Former Radio Sport commentator Allen McLaughlin has been made a Member of the NZ Order of Merit in Queen's Birthday Honours for his services to sports broadcasting.

Over a career that spanned more than 40 years, McLaughlin became the voice rugby league, calling more than 300 NZ Warriors matches and missing just one home game through illness, before retiring last September.

"It's very nice that someone has thought that I was good enough to get an award, but really it's for the time I spent in radio," he reflects. "I've spent most of my life in radio, and I've loved working in that environment during the amateur and professional era of sport in New Zealand.

"When you spend long enough at something, you tend to be rewarded perhaps."


While he was best known for his coverage of league and cricket, "Allen Mac" insists some of his memorable moments came in lesser known sports.

"I remember, along with Murray McKinnon, broadcasting John Walker's 100th sub-four minute mile from Mt Smart Stadium," he says. "A lot of people wouldn't have known that.

"I also did a world wrist-wrestling commentary from Hamilton, where one of the contestants broke his arm while he was on air. That was one of the most sickening sounds you will ever hear in your life.

"Little things like that will stick in the back of my memory, as well as the big sports like rugby and rugby league, but obviously the Kiwis winning the [2008] World Cup ranks really high."

McLaughlin acknowledges the massive changes that have taken place in the media industry and is thankful that his career only briefly overlapped with the social media era.

"I look back at radio and think it was a much better product a long time ago, because it served as a service to many people out there, whether they be people sick in hospital or at home, or people working late shift or living by themselves.

"I think radio served a great purpose, but I don't know whether it quite does that now, with the social media emphasis. It's more about headlines than substance in many cases.

"Sports broadcasting has changed so dramatically, there used to be people like myself who were trained as professional broadcasters, but nowadays you get former sportsmen who finish their careers and are thrust into the role through their profile. Some of them are very, very good at it and some struggle."


But McLaughlin is full of praise to the people who have helped him through the good times and bad, especially family and workmates.

"There are lots of people who have helped me to do what I've done," he says. "Some of the technicians that have worked with me have been absolutely fantastic and we've had to work in some pretty average conditions.

"I share my award with all those people who have helped me and all those who haven't been recognised."

Your task =
Reproduce the passage of the article on Allen McLaughlin's broadcasting career that begins at the words "Over a career" and stops after "in New Zealand.".

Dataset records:

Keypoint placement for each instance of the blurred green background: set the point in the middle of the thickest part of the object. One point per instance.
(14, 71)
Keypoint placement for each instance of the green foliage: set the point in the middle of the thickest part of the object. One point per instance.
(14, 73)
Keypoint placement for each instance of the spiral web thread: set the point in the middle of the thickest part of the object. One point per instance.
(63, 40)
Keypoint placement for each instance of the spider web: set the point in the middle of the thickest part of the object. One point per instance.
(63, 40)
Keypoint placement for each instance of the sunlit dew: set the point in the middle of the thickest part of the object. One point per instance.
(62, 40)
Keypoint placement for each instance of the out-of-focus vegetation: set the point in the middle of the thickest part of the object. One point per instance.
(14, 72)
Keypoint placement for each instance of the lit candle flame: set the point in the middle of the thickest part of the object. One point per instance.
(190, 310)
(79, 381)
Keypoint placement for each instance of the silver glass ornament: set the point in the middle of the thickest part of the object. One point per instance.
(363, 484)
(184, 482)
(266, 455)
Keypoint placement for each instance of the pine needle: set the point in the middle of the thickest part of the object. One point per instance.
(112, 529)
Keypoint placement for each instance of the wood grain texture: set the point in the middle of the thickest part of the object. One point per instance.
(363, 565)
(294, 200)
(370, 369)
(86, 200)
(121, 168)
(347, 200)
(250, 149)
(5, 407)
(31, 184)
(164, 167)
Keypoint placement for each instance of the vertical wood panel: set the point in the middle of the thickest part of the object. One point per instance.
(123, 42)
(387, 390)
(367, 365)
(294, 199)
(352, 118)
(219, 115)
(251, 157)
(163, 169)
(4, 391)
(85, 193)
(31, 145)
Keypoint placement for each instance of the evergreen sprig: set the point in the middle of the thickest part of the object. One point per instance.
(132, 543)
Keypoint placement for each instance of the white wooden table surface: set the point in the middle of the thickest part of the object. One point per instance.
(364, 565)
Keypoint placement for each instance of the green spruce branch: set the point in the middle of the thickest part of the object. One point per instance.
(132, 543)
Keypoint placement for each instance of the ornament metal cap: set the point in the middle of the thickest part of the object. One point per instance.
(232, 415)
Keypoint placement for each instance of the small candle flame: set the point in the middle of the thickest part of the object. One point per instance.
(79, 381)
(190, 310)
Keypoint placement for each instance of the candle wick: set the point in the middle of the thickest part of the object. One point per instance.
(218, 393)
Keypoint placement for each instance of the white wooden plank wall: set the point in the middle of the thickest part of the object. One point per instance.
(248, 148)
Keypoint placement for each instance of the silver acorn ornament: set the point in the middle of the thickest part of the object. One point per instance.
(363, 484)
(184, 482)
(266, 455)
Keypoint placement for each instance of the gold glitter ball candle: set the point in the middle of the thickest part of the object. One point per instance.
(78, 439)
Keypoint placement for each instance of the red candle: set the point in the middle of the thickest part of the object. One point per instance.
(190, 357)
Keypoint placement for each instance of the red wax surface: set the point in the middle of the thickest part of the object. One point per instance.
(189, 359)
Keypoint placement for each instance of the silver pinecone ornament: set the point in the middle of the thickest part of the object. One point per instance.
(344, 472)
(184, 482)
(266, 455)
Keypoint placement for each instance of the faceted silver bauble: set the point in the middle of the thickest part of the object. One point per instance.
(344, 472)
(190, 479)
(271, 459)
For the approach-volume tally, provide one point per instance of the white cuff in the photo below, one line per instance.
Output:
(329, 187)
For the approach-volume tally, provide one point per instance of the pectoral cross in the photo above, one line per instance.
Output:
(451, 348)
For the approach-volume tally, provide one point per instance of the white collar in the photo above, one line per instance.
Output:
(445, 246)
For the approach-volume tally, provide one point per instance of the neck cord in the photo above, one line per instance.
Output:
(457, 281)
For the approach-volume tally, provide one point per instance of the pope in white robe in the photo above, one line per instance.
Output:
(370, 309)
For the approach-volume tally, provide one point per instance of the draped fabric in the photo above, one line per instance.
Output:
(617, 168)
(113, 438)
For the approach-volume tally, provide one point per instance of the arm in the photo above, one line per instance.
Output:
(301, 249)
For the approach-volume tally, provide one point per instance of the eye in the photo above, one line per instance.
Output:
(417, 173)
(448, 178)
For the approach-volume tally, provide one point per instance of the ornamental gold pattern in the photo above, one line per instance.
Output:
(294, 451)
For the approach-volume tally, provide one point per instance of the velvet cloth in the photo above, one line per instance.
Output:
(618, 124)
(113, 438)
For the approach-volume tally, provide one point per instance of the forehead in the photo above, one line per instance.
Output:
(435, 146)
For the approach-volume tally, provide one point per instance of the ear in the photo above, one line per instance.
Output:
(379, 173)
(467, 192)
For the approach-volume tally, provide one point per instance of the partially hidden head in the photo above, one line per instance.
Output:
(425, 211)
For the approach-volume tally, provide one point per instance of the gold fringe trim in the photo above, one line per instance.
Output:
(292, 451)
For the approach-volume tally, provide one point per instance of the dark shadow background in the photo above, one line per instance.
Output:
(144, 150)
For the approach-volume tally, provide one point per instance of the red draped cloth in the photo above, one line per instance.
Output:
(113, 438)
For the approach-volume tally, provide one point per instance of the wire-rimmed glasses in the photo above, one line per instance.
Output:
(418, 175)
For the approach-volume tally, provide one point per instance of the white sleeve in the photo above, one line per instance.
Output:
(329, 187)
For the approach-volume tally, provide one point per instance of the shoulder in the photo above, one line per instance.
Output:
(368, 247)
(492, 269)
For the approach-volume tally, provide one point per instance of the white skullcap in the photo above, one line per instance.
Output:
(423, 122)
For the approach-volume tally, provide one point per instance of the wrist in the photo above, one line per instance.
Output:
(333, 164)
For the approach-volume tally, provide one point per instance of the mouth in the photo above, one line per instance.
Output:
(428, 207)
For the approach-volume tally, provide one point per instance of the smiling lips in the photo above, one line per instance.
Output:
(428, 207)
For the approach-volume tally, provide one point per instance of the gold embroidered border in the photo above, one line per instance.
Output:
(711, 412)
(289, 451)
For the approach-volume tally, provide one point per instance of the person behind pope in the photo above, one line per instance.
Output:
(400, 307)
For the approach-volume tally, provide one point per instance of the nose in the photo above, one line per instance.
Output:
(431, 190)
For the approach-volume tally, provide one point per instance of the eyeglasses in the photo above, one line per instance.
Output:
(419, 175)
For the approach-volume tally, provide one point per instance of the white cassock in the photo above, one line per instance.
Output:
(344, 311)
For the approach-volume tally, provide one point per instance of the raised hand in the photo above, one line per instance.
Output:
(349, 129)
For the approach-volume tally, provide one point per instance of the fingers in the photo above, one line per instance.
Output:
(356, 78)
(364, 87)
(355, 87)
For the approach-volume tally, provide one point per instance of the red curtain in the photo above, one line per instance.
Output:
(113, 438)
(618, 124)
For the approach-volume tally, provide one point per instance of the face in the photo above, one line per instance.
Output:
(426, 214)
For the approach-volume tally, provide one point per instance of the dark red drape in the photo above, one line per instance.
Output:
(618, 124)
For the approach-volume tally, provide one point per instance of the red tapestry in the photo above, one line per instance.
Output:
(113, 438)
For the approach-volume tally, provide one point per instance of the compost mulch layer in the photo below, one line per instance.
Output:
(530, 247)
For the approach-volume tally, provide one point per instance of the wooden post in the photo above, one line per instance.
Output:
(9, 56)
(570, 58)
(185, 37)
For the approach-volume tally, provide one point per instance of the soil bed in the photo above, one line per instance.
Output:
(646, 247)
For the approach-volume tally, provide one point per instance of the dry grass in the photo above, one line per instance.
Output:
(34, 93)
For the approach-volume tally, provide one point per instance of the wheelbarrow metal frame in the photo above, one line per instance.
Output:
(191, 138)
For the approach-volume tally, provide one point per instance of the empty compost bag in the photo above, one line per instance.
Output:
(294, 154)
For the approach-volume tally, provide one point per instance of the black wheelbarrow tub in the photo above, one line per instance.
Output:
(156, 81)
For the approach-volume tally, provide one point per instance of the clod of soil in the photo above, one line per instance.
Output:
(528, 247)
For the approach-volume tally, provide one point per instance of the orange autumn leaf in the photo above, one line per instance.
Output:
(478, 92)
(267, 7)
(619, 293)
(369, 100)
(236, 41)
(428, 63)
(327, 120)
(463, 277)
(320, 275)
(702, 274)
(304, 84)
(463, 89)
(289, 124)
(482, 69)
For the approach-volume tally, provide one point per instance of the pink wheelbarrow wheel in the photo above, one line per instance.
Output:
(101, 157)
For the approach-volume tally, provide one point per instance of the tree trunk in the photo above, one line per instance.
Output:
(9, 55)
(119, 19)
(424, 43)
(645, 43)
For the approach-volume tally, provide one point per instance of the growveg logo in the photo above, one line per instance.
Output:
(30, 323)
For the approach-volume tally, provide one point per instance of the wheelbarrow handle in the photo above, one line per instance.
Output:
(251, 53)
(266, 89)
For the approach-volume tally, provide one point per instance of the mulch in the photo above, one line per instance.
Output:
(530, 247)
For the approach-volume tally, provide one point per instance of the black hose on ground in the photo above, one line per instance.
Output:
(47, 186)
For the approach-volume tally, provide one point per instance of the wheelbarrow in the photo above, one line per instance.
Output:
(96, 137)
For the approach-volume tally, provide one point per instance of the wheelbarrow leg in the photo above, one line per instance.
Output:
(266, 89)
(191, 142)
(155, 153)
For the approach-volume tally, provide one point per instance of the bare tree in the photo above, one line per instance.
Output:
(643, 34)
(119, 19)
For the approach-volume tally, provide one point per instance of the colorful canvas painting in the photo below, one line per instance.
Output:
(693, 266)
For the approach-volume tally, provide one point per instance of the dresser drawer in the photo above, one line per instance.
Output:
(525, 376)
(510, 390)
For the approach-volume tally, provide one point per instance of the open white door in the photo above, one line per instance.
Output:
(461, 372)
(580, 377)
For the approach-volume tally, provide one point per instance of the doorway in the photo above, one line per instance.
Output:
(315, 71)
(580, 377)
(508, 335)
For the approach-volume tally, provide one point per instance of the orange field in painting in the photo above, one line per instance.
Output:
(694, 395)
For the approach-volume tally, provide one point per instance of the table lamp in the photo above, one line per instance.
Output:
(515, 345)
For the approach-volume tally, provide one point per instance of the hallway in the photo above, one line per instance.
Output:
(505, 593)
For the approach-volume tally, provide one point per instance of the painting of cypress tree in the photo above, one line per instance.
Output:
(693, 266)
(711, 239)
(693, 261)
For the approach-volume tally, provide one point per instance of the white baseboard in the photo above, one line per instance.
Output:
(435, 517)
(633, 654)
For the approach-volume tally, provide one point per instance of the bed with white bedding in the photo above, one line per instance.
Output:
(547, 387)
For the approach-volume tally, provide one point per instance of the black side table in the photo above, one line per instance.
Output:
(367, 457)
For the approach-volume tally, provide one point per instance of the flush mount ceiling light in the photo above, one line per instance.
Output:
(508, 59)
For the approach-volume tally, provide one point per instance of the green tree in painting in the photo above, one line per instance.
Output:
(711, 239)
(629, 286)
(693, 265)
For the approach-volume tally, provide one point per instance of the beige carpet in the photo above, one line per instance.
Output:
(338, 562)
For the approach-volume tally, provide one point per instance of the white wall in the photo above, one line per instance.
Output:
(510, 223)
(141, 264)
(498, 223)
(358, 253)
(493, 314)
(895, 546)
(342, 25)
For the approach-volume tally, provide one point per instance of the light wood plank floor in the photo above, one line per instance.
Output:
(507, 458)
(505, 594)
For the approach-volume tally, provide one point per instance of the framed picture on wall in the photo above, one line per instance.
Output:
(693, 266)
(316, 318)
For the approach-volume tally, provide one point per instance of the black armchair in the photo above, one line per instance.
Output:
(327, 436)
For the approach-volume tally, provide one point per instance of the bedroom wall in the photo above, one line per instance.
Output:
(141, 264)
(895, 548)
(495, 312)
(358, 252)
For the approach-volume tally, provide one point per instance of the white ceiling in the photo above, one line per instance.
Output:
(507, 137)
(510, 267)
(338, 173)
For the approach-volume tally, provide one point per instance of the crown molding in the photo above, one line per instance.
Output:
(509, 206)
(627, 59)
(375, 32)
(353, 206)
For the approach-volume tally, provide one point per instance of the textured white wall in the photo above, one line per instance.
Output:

Expected answer =
Over a career that spanned more than 40 years, McLaughlin became the voice rugby league, calling more than 300 NZ Warriors matches and missing just one home game through illness, before retiring last September.

"It's very nice that someone has thought that I was good enough to get an award, but really it's for the time I spent in radio," he reflects. "I've spent most of my life in radio, and I've loved working in that environment during the amateur and professional era of sport in New Zealand.